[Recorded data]

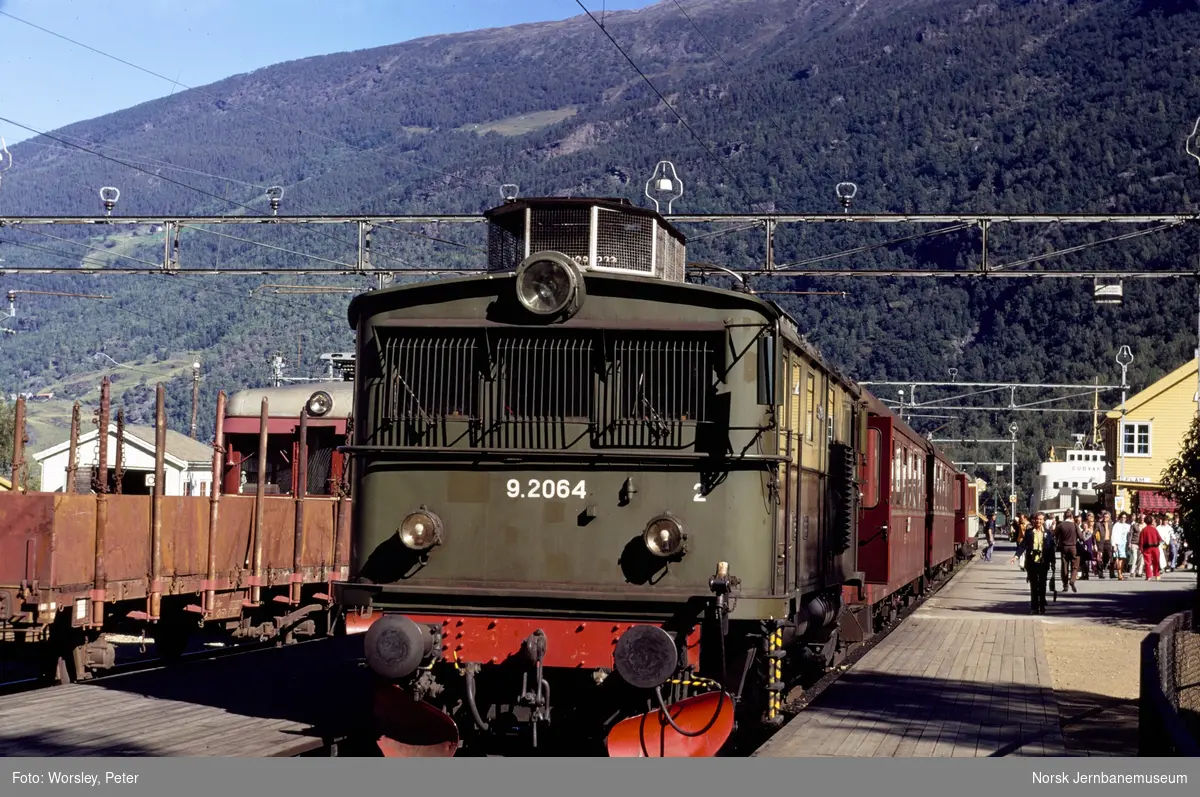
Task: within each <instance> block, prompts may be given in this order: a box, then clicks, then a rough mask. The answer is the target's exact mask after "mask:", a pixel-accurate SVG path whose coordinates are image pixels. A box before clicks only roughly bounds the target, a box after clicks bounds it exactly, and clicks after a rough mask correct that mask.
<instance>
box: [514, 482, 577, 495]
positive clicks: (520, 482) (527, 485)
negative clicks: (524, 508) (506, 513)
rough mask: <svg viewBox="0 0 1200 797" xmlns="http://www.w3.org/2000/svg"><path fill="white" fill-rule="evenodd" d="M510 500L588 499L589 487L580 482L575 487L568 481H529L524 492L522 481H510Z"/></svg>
mask: <svg viewBox="0 0 1200 797" xmlns="http://www.w3.org/2000/svg"><path fill="white" fill-rule="evenodd" d="M508 492H509V498H570V497H571V496H576V497H577V498H587V497H588V487H587V484H586V483H583V481H578V483H577V484H576V485H575V486H574V487H572V486H571V483H570V480H568V479H558V480H554V479H529V481H528V483H526V487H524V490H522V489H521V480H520V479H509V484H508Z"/></svg>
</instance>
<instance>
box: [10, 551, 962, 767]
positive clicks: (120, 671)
mask: <svg viewBox="0 0 1200 797" xmlns="http://www.w3.org/2000/svg"><path fill="white" fill-rule="evenodd" d="M966 564H967V563H964V564H961V565H959V567H958V568H955V570H954V571H952V573H949V574H947V575H946V576H944V577H943V579H941V580H938V581H936V582H934V583H931V585H930V588H929V591H928V592H926V593H925V594H924V595H922V597H920V598H918V599H916V600H913V601H912V603H911V604H910V605H908V606H906V607H904V609H902V610H901V611H900V613H899V615H898V617H896V619H895V621H894V622H893V623H890V624H889V625H887V627H886V628H884V629H882V630H881V631H880V633H878V634H877V635H876V636H874V637H872V639H871V640H869V641H866V642H862V643H859V645H856V646H854V647H852V648H851V649H850V651H848V652H847V654H846V655H845V658H844V659H842V660H841V661H839V664H838V665H836V666H835V667H833V669H830V670H828V671H826V672H824V673H822V675H820V676H818V677H816V678H815V679H812V681H810V682H802V683H799V684H797V685H798V688H799V689H800V690H802V694H800V695H799V696H798V697H793V699H792V700H791V701H790V702H786V703H785V706H784V709H785V711H784V714H785V721H784V723H782V724H781V725H780V726H779V727H776V729H768V730H764V731H762V732H754V733H745V735H740V736H739V738H736V739H733V742H732V744H731V745H728V748H727V749H726V750H725V751H722V753H721V756H722V757H740V756H748V755H750V754H752V753H754V751H755V750H757V749H758V748H760V747H761V745H762V744H764V743H766V742H767V741H768V739H770V738H772V736H774V733H776V732H778V731H779V730H780V729H782V727H785V726H786V725H787V723H788V721H790V720H791V719H793V718H794V717H796V715H798V714H799V713H800V712H803V711H804V709H805V708H806V707H808V706H810V705H811V703H812V702H814V701H816V700H817V699H818V697H820V696H821V694H822V693H823V691H824V690H826V689H828V688H829V687H830V685H832V684H834V683H836V682H838V679H839V678H841V676H842V675H844V673H845V672H846V671H848V670H850V669H851V667H852V666H853V665H854V664H856V663H857V661H859V660H860V659H862V658H863V657H864V655H865V654H866V653H868V652H869V651H870V649H871V648H874V647H875V646H876V645H878V643H880V642H882V641H883V640H884V639H887V637H888V635H890V634H892V633H893V631H894V630H896V629H898V628H900V627H901V625H902V624H904V623H905V621H907V619H908V618H910V617H911V616H912V613H913V612H916V611H917V610H919V609H920V607H922V606H923V605H924V604H925V601H926V600H929V599H930V598H932V597H935V595H937V594H938V593H940V592H941V591H942V589H943V588H944V587H946V586H948V585H949V583H950V582H953V581H954V579H955V577H956V576H958V575H959V574H960V573H962V570H964V569H965V567H966ZM134 639H136V637H134ZM323 639H324V637H318V639H313V640H305V641H298V642H295V643H294V645H287V646H283V645H277V643H276V641H275V640H271V641H265V642H242V643H238V645H229V646H227V647H209V648H203V649H199V651H194V652H188V653H185V654H182V655H181V657H179V658H178V659H174V660H170V661H164V660H162V659H161V658H158V657H154V655H148V657H146V658H144V659H140V660H134V661H128V663H125V664H121V665H119V666H116V667H113V669H112V670H108V671H106V672H104V673H103V675H100V676H96V677H95V678H92V679H90V681H89V682H84V683H104V682H107V681H109V679H116V678H118V677H120V676H127V675H131V673H154V672H155V671H163V672H162V675H161V676H151V678H154V679H156V681H161V682H166V683H174V679H175V676H172V675H169V673H168V672H166V671H168V670H169V669H172V667H182V666H185V665H190V664H197V663H208V661H214V663H216V661H218V660H220V661H223V663H226V664H229V665H232V666H234V667H241V669H245V667H244V666H242V665H238V664H236V663H235V661H232V660H234V659H238V658H240V657H252V655H254V654H257V653H262V652H264V651H269V649H271V648H275V647H288V648H293V649H295V648H305V649H306V651H307V649H310V647H308V646H310V645H312V643H314V642H320V641H322V640H323ZM121 645H124V646H131V645H138V642H137V641H133V642H121ZM151 646H152V642H151V641H149V640H148V645H146V647H148V648H151V649H152V647H151ZM311 649H313V651H317V653H316V654H314V655H318V657H320V655H326V654H322V653H320V648H319V647H313V648H311ZM284 655H286V654H284ZM342 655H344V652H343V654H342ZM301 657H304V658H305V660H307V659H310V658H312V657H306V655H305V654H301ZM289 659H290V657H289ZM215 666H217V667H220V669H222V670H227V669H228V667H226V665H224V664H222V665H215ZM263 666H268V669H278V666H280V664H278V661H276V663H275V664H269V663H265V664H264V665H258V666H251V670H259V671H260V670H262V669H263ZM284 669H286V670H287V669H290V666H288V667H284ZM305 669H307V667H305ZM205 671H208V665H205ZM196 672H197V671H193V672H192V675H193V676H194V675H196ZM256 677H262V673H260V672H259V675H258V676H256ZM212 678H216V679H221V677H218V676H217V675H212ZM40 688H44V684H43V682H38V681H37V679H35V678H11V679H8V681H7V682H0V695H12V694H17V693H22V691H35V690H37V689H40ZM172 688H173V689H174V687H172ZM179 689H182V687H179ZM256 689H257V688H256ZM256 689H251V691H256ZM794 691H796V689H793V694H794ZM247 694H250V693H247ZM245 699H246V700H251V702H253V699H251V697H245ZM227 705H228V706H229V708H230V709H234V711H238V712H240V711H242V708H241V707H242V699H239V697H232V700H230V702H229V703H227ZM343 708H344V703H343ZM275 711H277V709H269V711H268V712H266V713H264V714H259V715H262V717H276V715H277V714H275V713H272V712H275ZM248 713H252V714H253V713H256V712H248ZM336 713H337V714H338V715H341V714H343V711H342V709H337V712H336ZM326 719H328V717H326ZM344 723H346V717H341V719H340V720H337V721H336V724H337V725H344ZM338 737H341V738H338ZM335 738H336V739H337V741H336V742H332V743H331V744H324V745H322V747H320V748H318V749H313V748H312V747H308V748H305V749H304V750H302V751H298V753H296V754H293V755H302V756H329V755H332V756H342V757H344V756H372V755H378V750H377V749H372V748H373V744H368V743H367V742H371V741H373V739H366V741H364V739H358V738H353V739H352V738H346V737H344V735H335ZM464 753H467V751H466V750H464ZM534 754H536V755H547V754H548V755H554V756H571V755H588V754H590V753H589V751H583V750H580V751H572V750H569V749H554V750H553V751H552V753H548V751H547V750H546V749H542V750H538V751H532V750H520V749H518V750H516V751H514V750H504V749H491V750H487V751H484V750H479V751H475V750H472V751H469V753H467V756H468V757H476V756H479V755H485V756H487V757H522V756H526V755H534ZM151 755H154V754H151Z"/></svg>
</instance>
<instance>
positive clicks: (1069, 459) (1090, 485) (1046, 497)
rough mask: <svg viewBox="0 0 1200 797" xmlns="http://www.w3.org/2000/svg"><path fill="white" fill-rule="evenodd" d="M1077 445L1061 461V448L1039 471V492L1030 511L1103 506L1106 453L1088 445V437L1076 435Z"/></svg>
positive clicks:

### [What is needed]
Copy out exactly the lines between the line with "445L1061 461V448L1039 471V492L1030" and the last line of the entries, counting both of those lines.

### [Task answer]
rough mask: <svg viewBox="0 0 1200 797" xmlns="http://www.w3.org/2000/svg"><path fill="white" fill-rule="evenodd" d="M1077 445L1061 461V448L1039 471V492L1030 511L1103 506L1106 453L1088 445V437L1076 435Z"/></svg>
positive clicks:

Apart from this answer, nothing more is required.